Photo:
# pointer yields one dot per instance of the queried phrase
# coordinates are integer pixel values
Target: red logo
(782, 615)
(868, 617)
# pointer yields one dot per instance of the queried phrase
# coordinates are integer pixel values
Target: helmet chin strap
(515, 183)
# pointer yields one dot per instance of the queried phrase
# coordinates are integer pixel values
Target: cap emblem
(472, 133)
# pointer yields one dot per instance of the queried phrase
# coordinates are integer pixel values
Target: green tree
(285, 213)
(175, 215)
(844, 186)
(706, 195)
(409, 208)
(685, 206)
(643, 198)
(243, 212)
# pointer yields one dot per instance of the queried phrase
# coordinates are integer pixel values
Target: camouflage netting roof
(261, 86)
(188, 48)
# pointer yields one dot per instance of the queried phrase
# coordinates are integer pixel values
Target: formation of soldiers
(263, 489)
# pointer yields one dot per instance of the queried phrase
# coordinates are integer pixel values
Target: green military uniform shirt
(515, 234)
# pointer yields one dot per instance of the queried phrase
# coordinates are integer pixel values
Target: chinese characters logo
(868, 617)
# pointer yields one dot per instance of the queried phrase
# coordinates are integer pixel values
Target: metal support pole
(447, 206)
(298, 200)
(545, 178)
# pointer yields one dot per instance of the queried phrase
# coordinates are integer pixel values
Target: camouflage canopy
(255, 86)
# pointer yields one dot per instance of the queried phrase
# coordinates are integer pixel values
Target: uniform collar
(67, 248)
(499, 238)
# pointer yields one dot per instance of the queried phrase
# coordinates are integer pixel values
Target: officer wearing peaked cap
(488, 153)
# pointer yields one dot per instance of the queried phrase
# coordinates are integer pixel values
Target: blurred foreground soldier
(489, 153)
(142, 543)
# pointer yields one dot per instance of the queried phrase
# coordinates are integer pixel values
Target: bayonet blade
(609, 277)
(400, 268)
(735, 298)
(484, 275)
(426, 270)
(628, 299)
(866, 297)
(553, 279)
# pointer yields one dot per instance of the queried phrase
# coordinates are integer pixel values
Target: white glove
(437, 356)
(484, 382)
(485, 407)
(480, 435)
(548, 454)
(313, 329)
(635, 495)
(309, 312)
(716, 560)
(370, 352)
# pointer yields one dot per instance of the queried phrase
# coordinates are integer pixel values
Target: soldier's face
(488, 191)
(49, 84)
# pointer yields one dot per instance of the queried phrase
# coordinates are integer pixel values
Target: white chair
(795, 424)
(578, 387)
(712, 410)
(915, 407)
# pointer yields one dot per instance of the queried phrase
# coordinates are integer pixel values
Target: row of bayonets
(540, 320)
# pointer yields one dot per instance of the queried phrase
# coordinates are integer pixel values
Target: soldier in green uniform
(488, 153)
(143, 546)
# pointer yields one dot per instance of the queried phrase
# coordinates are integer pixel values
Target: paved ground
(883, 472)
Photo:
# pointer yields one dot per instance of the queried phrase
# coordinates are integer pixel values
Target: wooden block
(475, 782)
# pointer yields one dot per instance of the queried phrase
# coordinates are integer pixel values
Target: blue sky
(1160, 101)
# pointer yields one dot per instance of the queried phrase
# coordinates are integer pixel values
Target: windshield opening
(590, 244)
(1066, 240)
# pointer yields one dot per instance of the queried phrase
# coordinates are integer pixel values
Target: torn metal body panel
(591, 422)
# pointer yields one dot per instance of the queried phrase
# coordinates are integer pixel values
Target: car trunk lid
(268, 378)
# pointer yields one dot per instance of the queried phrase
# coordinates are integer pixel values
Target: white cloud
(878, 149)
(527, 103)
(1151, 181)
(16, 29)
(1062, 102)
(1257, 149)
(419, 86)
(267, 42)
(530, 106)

□ □ □ □ □

Copy out every line of the data above that contains the string "camouflage". Match capitalization exactly.

Target: camouflage netting roof
Target: camouflage canopy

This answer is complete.